- [Input for this task]:
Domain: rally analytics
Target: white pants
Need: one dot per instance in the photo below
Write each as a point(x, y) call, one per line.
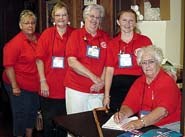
point(173, 126)
point(77, 101)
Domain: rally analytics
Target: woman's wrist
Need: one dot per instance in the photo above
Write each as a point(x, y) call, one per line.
point(143, 122)
point(42, 80)
point(106, 96)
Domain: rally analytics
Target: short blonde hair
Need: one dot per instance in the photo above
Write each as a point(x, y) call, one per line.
point(91, 7)
point(154, 51)
point(59, 5)
point(26, 13)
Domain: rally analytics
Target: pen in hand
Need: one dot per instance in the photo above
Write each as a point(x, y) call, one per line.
point(118, 116)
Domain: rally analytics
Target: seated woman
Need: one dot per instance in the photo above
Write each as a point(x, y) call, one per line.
point(154, 96)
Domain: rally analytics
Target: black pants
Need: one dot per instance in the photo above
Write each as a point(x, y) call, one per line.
point(51, 108)
point(119, 89)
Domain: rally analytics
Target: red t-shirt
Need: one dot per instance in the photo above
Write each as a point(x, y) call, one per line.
point(19, 53)
point(51, 44)
point(77, 47)
point(116, 45)
point(162, 92)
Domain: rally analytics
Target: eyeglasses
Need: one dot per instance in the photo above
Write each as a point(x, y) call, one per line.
point(94, 17)
point(61, 15)
point(148, 62)
point(128, 21)
point(29, 23)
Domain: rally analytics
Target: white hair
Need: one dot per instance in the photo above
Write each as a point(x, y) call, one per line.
point(154, 51)
point(91, 7)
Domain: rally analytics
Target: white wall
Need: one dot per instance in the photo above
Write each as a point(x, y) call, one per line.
point(167, 34)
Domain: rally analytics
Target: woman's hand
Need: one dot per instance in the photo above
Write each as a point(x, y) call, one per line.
point(135, 124)
point(106, 102)
point(119, 116)
point(44, 89)
point(16, 91)
point(96, 87)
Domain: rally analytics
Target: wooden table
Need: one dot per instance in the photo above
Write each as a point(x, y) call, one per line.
point(83, 124)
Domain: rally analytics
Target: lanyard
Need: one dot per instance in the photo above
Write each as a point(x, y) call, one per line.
point(124, 48)
point(53, 45)
point(143, 96)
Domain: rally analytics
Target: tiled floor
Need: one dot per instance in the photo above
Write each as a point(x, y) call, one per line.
point(6, 126)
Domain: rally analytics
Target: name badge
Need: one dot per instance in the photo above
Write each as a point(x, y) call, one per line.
point(93, 52)
point(57, 62)
point(143, 113)
point(125, 60)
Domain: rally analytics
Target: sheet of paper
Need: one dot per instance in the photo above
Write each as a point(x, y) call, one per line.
point(111, 124)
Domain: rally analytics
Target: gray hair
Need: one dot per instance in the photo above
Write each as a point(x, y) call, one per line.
point(154, 51)
point(26, 13)
point(91, 7)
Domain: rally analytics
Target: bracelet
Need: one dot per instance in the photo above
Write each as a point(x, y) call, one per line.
point(15, 88)
point(107, 96)
point(42, 80)
point(143, 122)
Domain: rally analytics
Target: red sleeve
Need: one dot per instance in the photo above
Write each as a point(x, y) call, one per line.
point(168, 95)
point(110, 60)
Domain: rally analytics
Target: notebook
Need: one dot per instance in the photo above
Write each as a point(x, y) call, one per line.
point(111, 124)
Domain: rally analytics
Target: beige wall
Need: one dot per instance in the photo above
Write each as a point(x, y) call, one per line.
point(168, 34)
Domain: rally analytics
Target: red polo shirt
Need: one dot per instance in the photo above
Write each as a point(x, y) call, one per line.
point(19, 53)
point(162, 92)
point(77, 47)
point(116, 45)
point(51, 44)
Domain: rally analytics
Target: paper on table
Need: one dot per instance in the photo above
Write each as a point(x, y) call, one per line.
point(111, 124)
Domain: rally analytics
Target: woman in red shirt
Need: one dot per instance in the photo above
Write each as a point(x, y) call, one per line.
point(52, 66)
point(121, 66)
point(20, 76)
point(86, 51)
point(154, 96)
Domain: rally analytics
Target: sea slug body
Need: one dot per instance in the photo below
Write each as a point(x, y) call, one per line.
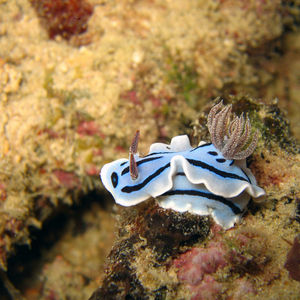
point(199, 180)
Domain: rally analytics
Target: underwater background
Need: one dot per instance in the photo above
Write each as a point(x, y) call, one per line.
point(77, 79)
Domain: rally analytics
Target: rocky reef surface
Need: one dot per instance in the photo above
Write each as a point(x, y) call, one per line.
point(71, 98)
point(162, 254)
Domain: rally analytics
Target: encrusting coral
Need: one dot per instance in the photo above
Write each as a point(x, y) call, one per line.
point(153, 257)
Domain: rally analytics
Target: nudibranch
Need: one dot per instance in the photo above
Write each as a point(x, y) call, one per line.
point(210, 179)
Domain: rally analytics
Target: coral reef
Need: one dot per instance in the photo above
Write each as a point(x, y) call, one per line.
point(292, 263)
point(64, 18)
point(242, 261)
point(148, 65)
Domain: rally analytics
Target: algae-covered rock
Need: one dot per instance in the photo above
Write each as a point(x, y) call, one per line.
point(168, 255)
point(68, 106)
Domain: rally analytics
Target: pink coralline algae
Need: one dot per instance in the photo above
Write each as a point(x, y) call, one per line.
point(195, 267)
point(197, 262)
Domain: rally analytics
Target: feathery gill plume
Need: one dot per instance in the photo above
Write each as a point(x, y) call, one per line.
point(232, 136)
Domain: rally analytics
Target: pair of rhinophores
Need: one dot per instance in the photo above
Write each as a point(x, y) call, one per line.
point(211, 179)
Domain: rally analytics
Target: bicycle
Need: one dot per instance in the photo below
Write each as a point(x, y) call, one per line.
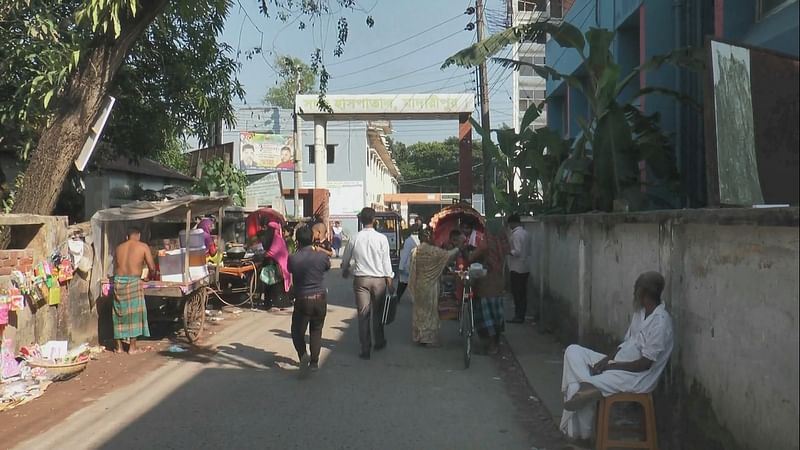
point(466, 318)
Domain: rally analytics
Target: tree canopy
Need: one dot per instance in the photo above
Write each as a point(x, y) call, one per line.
point(433, 166)
point(296, 77)
point(160, 58)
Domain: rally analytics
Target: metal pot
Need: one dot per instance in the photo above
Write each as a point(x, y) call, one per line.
point(235, 252)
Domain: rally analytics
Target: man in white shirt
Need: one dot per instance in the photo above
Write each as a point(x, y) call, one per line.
point(519, 267)
point(367, 258)
point(633, 367)
point(411, 242)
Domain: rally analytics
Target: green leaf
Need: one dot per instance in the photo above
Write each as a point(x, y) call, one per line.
point(483, 50)
point(47, 97)
point(508, 139)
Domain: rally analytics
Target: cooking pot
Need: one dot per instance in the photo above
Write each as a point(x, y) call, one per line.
point(235, 252)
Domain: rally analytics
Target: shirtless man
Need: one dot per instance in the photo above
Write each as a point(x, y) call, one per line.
point(129, 308)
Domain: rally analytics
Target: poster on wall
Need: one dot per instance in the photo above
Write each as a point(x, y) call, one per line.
point(347, 197)
point(265, 151)
point(266, 191)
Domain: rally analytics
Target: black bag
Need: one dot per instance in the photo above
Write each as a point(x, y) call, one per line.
point(389, 308)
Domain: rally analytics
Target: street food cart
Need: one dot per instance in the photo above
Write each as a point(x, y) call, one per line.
point(182, 296)
point(238, 281)
point(388, 223)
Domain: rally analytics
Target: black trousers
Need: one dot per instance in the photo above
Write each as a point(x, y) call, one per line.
point(401, 289)
point(309, 312)
point(519, 290)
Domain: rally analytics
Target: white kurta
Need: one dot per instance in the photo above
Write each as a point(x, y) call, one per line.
point(649, 337)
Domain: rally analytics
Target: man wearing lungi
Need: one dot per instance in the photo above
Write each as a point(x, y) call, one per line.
point(633, 367)
point(129, 308)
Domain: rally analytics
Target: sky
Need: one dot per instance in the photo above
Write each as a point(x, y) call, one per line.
point(401, 53)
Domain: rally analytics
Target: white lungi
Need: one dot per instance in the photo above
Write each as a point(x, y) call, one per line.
point(649, 337)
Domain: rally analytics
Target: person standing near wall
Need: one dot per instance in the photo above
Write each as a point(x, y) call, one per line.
point(129, 307)
point(519, 267)
point(367, 258)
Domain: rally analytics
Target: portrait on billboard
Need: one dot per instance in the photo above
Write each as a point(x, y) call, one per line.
point(265, 151)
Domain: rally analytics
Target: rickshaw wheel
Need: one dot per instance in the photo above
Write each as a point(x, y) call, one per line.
point(194, 314)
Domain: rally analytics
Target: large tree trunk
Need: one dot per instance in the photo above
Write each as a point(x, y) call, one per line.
point(77, 108)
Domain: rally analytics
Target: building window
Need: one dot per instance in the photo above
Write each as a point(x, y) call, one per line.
point(539, 37)
point(532, 5)
point(555, 9)
point(331, 150)
point(526, 71)
point(767, 7)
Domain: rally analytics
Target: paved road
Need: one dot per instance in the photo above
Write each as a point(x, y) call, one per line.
point(248, 395)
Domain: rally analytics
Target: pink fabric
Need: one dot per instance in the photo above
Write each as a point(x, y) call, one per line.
point(280, 254)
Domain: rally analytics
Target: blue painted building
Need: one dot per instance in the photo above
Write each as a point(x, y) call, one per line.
point(646, 28)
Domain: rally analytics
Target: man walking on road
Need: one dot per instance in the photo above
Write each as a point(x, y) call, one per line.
point(367, 259)
point(518, 265)
point(129, 307)
point(308, 268)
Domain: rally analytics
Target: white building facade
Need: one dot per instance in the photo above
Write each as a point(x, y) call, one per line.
point(529, 88)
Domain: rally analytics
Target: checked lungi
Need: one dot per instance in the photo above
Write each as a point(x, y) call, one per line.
point(489, 316)
point(129, 308)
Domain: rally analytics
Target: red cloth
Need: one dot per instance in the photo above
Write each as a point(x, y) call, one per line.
point(253, 220)
point(280, 254)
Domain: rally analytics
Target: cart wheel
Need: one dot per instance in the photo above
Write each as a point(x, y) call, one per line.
point(194, 314)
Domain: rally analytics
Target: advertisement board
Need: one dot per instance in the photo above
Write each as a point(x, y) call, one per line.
point(265, 151)
point(265, 191)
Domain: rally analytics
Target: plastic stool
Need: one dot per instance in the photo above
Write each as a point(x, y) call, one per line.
point(650, 441)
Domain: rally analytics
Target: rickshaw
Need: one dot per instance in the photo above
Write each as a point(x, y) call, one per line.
point(455, 295)
point(388, 223)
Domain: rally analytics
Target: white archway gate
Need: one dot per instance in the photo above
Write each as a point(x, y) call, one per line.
point(391, 107)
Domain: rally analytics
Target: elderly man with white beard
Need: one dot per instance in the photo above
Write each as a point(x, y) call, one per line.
point(634, 367)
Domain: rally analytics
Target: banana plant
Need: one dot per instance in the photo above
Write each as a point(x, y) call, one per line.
point(534, 155)
point(603, 164)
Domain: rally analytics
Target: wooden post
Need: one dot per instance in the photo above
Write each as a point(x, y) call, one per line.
point(465, 158)
point(186, 277)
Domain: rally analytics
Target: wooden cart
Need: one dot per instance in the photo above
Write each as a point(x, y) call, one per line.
point(191, 294)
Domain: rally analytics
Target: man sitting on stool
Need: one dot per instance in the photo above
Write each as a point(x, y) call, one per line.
point(633, 367)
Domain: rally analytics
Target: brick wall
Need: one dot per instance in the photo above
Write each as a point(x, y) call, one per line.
point(11, 260)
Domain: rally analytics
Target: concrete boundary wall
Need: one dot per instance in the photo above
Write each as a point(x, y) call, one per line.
point(732, 289)
point(34, 239)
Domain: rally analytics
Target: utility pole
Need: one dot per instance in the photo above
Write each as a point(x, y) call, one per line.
point(298, 152)
point(488, 166)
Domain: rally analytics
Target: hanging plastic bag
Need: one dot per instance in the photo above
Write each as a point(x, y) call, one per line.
point(270, 274)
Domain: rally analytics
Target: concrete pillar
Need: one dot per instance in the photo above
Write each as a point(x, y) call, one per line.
point(320, 154)
point(465, 186)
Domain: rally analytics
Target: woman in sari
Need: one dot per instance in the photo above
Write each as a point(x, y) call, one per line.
point(427, 264)
point(276, 253)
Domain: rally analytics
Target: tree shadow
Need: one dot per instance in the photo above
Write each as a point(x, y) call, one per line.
point(237, 355)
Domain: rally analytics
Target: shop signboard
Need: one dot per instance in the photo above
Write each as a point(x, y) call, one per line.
point(265, 191)
point(265, 151)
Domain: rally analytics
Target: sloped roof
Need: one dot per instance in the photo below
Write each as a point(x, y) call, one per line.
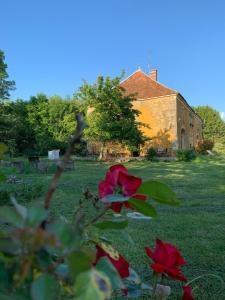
point(141, 84)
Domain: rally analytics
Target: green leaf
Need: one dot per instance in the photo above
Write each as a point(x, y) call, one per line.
point(143, 207)
point(10, 246)
point(112, 224)
point(92, 285)
point(45, 288)
point(104, 265)
point(63, 232)
point(62, 271)
point(2, 177)
point(114, 198)
point(22, 210)
point(127, 237)
point(3, 149)
point(11, 216)
point(133, 278)
point(138, 216)
point(79, 262)
point(36, 215)
point(159, 192)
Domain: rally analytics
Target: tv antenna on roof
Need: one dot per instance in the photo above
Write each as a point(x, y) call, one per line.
point(149, 52)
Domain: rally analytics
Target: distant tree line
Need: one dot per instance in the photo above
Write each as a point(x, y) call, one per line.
point(213, 125)
point(44, 123)
point(38, 125)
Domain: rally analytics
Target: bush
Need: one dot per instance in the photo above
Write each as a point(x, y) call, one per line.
point(81, 149)
point(151, 154)
point(204, 145)
point(185, 155)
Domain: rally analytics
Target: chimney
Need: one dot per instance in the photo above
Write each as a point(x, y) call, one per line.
point(153, 74)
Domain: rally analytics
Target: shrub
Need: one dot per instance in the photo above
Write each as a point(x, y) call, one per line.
point(185, 155)
point(81, 149)
point(151, 154)
point(204, 145)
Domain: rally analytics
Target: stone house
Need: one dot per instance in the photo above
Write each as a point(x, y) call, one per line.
point(172, 123)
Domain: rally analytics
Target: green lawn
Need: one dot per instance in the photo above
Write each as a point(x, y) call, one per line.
point(197, 227)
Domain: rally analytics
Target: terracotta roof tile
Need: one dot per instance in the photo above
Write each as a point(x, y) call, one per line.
point(144, 86)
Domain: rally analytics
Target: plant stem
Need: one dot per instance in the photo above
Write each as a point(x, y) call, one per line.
point(155, 281)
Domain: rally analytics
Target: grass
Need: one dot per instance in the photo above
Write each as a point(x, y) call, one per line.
point(196, 227)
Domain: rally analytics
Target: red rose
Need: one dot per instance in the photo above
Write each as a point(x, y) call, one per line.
point(187, 293)
point(117, 260)
point(117, 180)
point(167, 259)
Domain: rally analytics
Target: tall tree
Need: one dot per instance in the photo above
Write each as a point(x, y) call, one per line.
point(110, 113)
point(213, 125)
point(5, 85)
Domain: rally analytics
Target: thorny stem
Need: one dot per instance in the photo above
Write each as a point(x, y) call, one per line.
point(155, 281)
point(75, 139)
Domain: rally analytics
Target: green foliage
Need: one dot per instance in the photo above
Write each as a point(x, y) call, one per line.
point(204, 145)
point(185, 155)
point(81, 149)
point(213, 125)
point(151, 154)
point(36, 126)
point(219, 148)
point(5, 85)
point(45, 287)
point(110, 113)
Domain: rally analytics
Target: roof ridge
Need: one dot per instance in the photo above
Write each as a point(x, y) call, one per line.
point(138, 70)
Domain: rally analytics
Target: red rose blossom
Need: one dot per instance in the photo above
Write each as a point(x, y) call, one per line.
point(187, 293)
point(167, 259)
point(117, 180)
point(117, 260)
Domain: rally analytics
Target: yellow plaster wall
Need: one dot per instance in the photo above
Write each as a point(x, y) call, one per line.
point(160, 115)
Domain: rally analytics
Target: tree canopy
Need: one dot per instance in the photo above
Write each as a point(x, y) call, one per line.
point(213, 125)
point(37, 125)
point(110, 113)
point(5, 85)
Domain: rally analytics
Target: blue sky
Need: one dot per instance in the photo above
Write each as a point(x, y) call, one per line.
point(51, 45)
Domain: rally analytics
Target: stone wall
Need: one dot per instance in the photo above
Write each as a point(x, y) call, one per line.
point(189, 125)
point(159, 114)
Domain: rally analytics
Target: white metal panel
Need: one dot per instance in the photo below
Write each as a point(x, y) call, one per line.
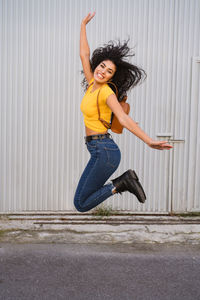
point(42, 151)
point(188, 46)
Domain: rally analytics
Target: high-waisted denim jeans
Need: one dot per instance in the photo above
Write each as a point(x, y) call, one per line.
point(91, 189)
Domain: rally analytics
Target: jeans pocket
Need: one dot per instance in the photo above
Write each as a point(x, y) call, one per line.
point(113, 155)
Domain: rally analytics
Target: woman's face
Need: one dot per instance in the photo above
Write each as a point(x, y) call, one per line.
point(104, 71)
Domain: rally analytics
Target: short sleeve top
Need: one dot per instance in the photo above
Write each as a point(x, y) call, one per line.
point(89, 107)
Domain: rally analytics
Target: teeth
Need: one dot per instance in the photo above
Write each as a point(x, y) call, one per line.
point(100, 76)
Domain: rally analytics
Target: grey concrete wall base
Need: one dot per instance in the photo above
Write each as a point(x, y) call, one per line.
point(66, 228)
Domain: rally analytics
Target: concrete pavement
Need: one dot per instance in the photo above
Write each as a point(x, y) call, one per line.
point(70, 227)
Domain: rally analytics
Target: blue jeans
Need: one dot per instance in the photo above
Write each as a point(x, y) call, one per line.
point(104, 160)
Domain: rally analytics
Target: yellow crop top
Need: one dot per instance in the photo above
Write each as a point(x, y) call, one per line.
point(89, 107)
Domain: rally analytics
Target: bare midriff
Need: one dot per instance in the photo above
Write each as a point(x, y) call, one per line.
point(89, 131)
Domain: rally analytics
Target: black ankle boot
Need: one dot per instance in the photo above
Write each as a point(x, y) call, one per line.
point(129, 181)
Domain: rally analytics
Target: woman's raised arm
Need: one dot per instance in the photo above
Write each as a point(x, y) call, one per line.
point(85, 49)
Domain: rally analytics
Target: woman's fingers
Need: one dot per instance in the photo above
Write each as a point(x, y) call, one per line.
point(89, 17)
point(161, 145)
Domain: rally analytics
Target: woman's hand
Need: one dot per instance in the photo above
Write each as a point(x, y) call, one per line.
point(159, 145)
point(88, 18)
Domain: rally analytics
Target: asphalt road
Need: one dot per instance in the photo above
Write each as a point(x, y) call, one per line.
point(102, 272)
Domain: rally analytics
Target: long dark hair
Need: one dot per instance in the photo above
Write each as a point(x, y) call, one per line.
point(127, 75)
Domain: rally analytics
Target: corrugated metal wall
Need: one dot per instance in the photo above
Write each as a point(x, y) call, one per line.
point(42, 151)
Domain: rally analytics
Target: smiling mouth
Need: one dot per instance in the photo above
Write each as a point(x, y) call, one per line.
point(100, 76)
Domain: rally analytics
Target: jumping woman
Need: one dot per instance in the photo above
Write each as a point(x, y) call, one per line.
point(106, 73)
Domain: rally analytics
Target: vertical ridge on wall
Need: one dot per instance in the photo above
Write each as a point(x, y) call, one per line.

- [Prompt]: Pick out every line in the items above that contains the word "blue" and copy each of those lines.

- [Answer to the exercise]:
Target: blue painted building
Target: blue sky
Target: blue jeans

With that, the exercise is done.